### REQUIRED WORK
When you reach the line containing "Query: white waterfall stream" in the entries below, begin reproducing lines exactly, and stop once the line containing "# for each instance of the cumulus" is done.

** Opening SUPPLIED DATA block **

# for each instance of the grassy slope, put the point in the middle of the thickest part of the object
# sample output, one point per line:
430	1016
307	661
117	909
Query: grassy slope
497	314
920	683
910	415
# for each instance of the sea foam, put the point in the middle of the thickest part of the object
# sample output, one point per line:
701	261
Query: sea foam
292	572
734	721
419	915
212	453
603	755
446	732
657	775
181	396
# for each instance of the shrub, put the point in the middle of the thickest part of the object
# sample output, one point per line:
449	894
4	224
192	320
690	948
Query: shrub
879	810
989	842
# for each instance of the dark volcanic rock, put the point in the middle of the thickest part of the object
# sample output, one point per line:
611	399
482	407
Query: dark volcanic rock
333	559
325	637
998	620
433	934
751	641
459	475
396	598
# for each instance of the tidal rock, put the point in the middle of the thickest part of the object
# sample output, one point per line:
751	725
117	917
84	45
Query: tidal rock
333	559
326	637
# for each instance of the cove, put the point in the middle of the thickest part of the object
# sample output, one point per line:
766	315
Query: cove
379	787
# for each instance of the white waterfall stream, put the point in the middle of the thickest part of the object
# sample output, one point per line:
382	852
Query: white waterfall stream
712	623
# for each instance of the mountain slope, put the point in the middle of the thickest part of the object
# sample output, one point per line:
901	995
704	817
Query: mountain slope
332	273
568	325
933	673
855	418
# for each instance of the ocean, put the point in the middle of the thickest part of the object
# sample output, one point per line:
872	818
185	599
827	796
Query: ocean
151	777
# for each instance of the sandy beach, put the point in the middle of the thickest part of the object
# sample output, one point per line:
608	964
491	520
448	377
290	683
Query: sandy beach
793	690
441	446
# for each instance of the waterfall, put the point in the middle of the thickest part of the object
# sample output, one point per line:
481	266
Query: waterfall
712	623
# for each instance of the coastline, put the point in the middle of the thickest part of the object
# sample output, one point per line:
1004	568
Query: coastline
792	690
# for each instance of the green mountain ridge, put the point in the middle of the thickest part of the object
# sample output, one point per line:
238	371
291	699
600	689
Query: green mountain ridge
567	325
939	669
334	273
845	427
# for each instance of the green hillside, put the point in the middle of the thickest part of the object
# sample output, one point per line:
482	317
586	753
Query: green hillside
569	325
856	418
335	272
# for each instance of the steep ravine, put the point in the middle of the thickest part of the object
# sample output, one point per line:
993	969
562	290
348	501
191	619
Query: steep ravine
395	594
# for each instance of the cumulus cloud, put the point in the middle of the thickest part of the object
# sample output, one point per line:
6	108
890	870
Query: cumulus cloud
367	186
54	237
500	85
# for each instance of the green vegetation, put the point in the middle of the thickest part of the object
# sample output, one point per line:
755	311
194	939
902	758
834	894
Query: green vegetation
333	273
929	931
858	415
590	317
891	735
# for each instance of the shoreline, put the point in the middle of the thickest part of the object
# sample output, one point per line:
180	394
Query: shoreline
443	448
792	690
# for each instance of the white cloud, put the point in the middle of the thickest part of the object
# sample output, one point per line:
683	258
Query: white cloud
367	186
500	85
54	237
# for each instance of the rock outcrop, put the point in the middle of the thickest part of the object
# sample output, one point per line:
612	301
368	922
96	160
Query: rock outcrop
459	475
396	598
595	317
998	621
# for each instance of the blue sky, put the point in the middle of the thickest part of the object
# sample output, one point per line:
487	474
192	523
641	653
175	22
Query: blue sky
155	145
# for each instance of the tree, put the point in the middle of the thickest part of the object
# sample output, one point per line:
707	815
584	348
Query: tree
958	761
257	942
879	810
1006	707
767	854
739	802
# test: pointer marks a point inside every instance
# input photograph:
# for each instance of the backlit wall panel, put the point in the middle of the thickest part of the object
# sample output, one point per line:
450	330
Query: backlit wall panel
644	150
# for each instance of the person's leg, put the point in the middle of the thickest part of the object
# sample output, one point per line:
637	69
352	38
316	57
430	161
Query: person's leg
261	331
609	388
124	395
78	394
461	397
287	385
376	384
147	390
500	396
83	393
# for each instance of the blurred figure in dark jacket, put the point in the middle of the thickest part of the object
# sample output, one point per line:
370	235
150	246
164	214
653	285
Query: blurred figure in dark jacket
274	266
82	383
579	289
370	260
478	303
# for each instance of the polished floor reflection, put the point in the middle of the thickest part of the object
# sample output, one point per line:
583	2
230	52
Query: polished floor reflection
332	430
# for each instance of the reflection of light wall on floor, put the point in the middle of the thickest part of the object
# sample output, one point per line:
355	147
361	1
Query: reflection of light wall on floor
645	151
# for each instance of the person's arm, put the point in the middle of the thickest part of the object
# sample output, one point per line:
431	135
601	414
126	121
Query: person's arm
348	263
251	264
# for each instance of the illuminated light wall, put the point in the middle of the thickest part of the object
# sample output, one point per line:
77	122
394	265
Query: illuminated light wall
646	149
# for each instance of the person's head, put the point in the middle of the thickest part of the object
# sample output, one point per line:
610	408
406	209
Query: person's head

** Closing SUPPLIED DATA block **

### RESULT FOR THIS TASK
Query: white waterfall stream
712	623
# for each instance of the mountain slope, put the point in the middle of the thickest part of the object
# sample output, one point per line:
901	995
704	817
Query: mountain slope
332	273
568	325
933	673
855	418
# for each instance of the ocean, put the point in the middle of the thickest part of the object
# sample output, one point per line:
872	818
185	599
827	796
Query: ocean
151	777
# for each instance of the sandy beach, put the point in the middle of the thickest part of the object
# sample output, one point per line:
608	964
491	520
448	377
290	683
Query: sandy beach
793	690
441	446
# for each instance of the waterfall, put the point in the middle of the thickest part of the object
# sample output, one point per line:
481	266
Query: waterfall
712	623
# for each instance of the coastline, put the point in the middle of the thickest part of the object
# sample output, one point per line:
1004	568
Query: coastline
792	690
# for each instance of the green mountain ridge, put the point in the middle of the thickest part of the object
# sample output, one point per line:
238	371
291	699
600	689
Query: green mountain ridge
567	325
939	669
334	273
845	427
# for each instance of the green hillside, put the point in the middle of the thickest part of the object
# sample output, one point per line:
482	317
586	753
Query: green hillside
569	325
856	418
335	272
# for each instance of the steep ravine, put the point in the middle of the thickest part of the object
# sample output, one point per line:
993	969
562	290
348	501
191	619
Query: steep ravine
395	594
# for each instance of the cumulus cloud, put the point in the middle of the thickest part of the object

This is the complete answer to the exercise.